[Referring expression pointing data]
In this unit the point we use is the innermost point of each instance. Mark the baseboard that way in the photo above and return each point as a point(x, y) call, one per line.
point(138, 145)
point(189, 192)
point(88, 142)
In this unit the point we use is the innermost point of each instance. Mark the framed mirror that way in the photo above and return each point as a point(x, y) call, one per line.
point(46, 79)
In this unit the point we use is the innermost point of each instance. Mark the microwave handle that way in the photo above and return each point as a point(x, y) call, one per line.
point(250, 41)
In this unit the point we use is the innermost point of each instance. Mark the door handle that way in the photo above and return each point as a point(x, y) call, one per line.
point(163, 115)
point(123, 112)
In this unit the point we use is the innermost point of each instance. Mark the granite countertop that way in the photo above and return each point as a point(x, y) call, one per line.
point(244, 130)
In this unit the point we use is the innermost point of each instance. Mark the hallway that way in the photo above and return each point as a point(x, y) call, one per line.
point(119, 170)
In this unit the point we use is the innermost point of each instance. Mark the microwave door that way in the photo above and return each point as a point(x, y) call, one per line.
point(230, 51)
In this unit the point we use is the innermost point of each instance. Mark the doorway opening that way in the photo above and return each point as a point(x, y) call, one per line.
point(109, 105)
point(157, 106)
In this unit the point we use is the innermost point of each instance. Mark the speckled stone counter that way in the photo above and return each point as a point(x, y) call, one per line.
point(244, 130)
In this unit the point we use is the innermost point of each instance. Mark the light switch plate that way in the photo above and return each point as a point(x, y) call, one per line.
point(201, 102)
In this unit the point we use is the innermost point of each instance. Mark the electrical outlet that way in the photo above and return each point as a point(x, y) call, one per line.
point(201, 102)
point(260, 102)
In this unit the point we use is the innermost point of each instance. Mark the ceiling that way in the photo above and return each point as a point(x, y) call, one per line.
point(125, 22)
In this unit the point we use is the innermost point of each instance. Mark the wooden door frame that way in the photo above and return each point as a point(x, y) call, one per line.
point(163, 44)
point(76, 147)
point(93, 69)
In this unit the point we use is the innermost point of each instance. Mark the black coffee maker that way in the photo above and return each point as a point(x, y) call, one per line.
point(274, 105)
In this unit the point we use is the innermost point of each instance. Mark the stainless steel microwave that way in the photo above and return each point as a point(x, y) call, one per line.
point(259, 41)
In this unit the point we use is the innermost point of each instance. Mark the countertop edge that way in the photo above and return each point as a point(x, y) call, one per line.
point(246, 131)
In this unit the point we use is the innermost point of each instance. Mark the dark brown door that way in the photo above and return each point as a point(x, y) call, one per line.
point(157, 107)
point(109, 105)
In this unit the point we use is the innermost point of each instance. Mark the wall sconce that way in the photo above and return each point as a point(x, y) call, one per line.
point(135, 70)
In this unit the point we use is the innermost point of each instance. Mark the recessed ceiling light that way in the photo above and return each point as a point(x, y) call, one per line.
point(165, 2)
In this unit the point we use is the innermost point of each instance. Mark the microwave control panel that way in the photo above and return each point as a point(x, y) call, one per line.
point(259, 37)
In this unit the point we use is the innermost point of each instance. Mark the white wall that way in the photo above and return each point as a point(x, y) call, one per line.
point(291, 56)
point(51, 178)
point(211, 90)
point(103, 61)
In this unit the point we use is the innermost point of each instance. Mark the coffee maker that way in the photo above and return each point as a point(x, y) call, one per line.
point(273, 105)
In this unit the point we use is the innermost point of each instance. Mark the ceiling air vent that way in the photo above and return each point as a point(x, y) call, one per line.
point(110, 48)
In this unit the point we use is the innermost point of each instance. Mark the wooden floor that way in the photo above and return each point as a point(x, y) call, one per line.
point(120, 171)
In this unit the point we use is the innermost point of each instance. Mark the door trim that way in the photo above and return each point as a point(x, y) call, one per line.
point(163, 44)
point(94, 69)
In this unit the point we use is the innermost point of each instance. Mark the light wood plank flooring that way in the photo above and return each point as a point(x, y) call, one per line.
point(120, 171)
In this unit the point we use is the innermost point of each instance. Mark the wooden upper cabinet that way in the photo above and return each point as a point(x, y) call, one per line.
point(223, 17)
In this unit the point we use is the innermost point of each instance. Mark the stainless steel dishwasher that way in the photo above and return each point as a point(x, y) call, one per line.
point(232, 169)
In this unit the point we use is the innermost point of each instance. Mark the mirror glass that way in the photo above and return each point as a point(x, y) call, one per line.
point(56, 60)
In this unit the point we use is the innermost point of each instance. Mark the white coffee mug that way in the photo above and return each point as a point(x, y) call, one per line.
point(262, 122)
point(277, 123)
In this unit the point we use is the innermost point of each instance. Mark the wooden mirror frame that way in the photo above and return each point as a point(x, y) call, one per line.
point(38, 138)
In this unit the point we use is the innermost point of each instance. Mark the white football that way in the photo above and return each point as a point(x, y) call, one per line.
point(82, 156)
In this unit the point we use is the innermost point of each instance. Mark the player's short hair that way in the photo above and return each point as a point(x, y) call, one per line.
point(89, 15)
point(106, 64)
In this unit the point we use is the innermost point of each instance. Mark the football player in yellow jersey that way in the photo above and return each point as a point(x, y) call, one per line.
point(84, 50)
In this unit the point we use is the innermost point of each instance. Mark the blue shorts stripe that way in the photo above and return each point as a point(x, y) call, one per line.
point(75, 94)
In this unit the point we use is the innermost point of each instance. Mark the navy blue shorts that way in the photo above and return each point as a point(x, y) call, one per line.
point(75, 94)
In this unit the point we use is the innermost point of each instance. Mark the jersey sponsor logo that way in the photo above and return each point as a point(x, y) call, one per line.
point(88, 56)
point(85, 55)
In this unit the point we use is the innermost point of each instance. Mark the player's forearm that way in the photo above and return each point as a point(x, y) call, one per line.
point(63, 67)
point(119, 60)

**Task objective:** Make a verbatim copy of each record.

**Solution below:**
In this unit the point we use is the innermost point of each instance. Mark the baseboard that way in the photo above and return each point as a point(x, y) call, one per line.
point(138, 145)
point(189, 192)
point(88, 142)
In this unit the point we use is the innermost point of each instance. Mark the framed mirror that way in the photo above and return each point as a point(x, y) call, one per line.
point(46, 79)
In this unit the point we use is the innermost point of each instance. Mark the microwave handle that way in the photo above and return each point as a point(x, y) call, one per line.
point(250, 41)
In this unit the point we use is the innermost point of each instance. Mark the door handle that way in the photo above and return each point as a point(x, y) call, one per line.
point(163, 115)
point(123, 112)
In this unit the point we use is the innermost point of each instance. Mark the granite countertop that way in the photo above and return each point as a point(x, y) call, one per line.
point(244, 130)
In this unit the point we use is the innermost point of each instance. Mark the hallway that way in the photo above and return each point as a point(x, y) call, one per line.
point(119, 170)
In this unit the point we use is the innermost point of each instance. Mark the microwave door that way in the photo above and return each point as a point(x, y) call, one per line.
point(230, 51)
In this unit the point we use is the innermost point of each instance. Mark the doorway opening that way in the photo above and return each point as a point(x, y) call, one per line.
point(109, 105)
point(157, 106)
In this unit the point we use is the innermost point of each instance. Mark the speckled stone counter that way in the photo above and return each point as a point(x, y) call, one per line.
point(244, 130)
In this unit the point we use is the innermost point of each instance. Mark the light switch plate that way in the photo above and return each point as a point(x, y) call, one per line.
point(201, 102)
In this unit the point we use is the innermost point of each instance. Mark the electrical outlet that way in the photo above and return each point as a point(x, y) call, one per line.
point(201, 102)
point(260, 102)
In this unit the point we use is the innermost point of each instance. Mark the ceiling that way in the photo above and return each point as a point(x, y) call, one per line.
point(125, 22)
In this unit the point we use is the innermost point of each instance. Mark the wooden door frame that way in the photo above and return each point as a point(x, y) call, one per line.
point(163, 44)
point(76, 147)
point(93, 69)
In this unit the point we use is the innermost point of each instance. Mark the black coffee maker that way in the photo above and return each point as a point(x, y) call, one per line.
point(274, 105)
In this unit the point we use is the innermost point of each instance. Mark the stainless steel microwave that way in the photo above and return each point as a point(x, y) call, one per line.
point(259, 41)
In this unit the point we use is the innermost point of each instance. Mark the countertop edge that way in the photo above and return each point as a point(x, y) call, one per line.
point(246, 131)
In this unit the point we use is the innermost point of each instance. Mark the dark brown door that way in the photo above and return each point as a point(x, y) call, one per line.
point(157, 107)
point(109, 105)
In this unit the point we use is the innermost point of each instance. Mark the wall sconce that way in the photo above and return each point as a point(x, y) call, one per line.
point(135, 70)
In this unit the point we use is the innermost point of each instance. Mark the recessed ceiling light that way in the photo above and return each point as a point(x, y) call, one per line.
point(165, 2)
In this unit the point we use is the innermost point of each instance. Mark the microwave control panel that way in the photo above and return each point as a point(x, y) call, one per line.
point(259, 37)
In this unit the point we use is the innermost point of each instance. Mark the white wall that way in the photo above and return each point as a point(x, y) call, one per line.
point(291, 56)
point(51, 178)
point(211, 90)
point(103, 61)
In this unit the point we use is the innermost point of each instance. Mark the coffee maker that way in the photo above and return each point as a point(x, y) call, one per line.
point(273, 105)
In this unit the point we use is the innermost point of each instance. Mark the ceiling air vent that way in the photo above and return each point as a point(x, y) call, one per line.
point(110, 48)
In this unit the point we use is the innermost point of each instance. Mark the wooden floor that way in the photo above and return each point as a point(x, y) call, one per line.
point(120, 171)
In this unit the point we use is the innermost point of each instance. Mark the door trim that way in the photo above and return each point as a point(x, y) call, one per line.
point(163, 44)
point(94, 69)
In this unit the point we use is the innermost point of each instance. Mark the light wood plank flooring that way in the photo above and return each point as a point(x, y) call, one per line.
point(120, 171)
In this unit the point we use is the innermost point of each instance. Mark the wooden upper cabinet that way in the photo above and return each point as a point(x, y) call, one per line.
point(223, 17)
In this unit the point we use is the innermost point of each instance. Mark the stainless steel dishwasher that way in the photo above and return each point as a point(x, y) call, one per line.
point(232, 169)
In this unit the point we use is the innermost point of each instance. Mark the mirror glass that way in the photo above and return each point as a point(x, y) call, one per line.
point(56, 60)
In this unit the point we use is the innermost point of each instance. Mark the white coffee mug that way in the photo above and return each point as a point(x, y) call, one per line.
point(262, 122)
point(277, 123)
In this unit the point we use is the innermost point of each instance. Mark the wooden mirror frame that way in the photo above and return each point as a point(x, y) call, one per line.
point(38, 138)
In this unit the point we use is the innermost point of each instance. Mark the white football that way in the photo above and return each point as a point(x, y) call, one per line.
point(82, 156)
In this unit the point we use is the innermost point of each instance. Mark the player's short hair that way in the photo above and return each point as a point(x, y) call, one per line.
point(89, 15)
point(106, 64)
In this unit the point we use is the innermost point of each instance. Mark the football player in yellow jersey that way in the photo above and return each point as a point(x, y) call, one per line.
point(84, 50)
In this unit the point we use is the innermost point of each instance. Mark the blue shorts stripe that way in the photo above and return each point as a point(x, y) call, one per line.
point(75, 94)
In this unit the point we use is the innermost point of each instance. Mark the navy blue shorts that way in the photo above and return each point as a point(x, y) call, one per line.
point(75, 94)
In this unit the point we use is the innermost point of each instance. Mark the jersey sponsor logo that way in the photo above and return each point as a point(x, y) call, one per line.
point(88, 56)
point(85, 55)
In this unit the point we use is the innermost point of each instance. Mark the player's forearm that way in the photo above and return each point as a point(x, y) call, one per line.
point(63, 67)
point(119, 60)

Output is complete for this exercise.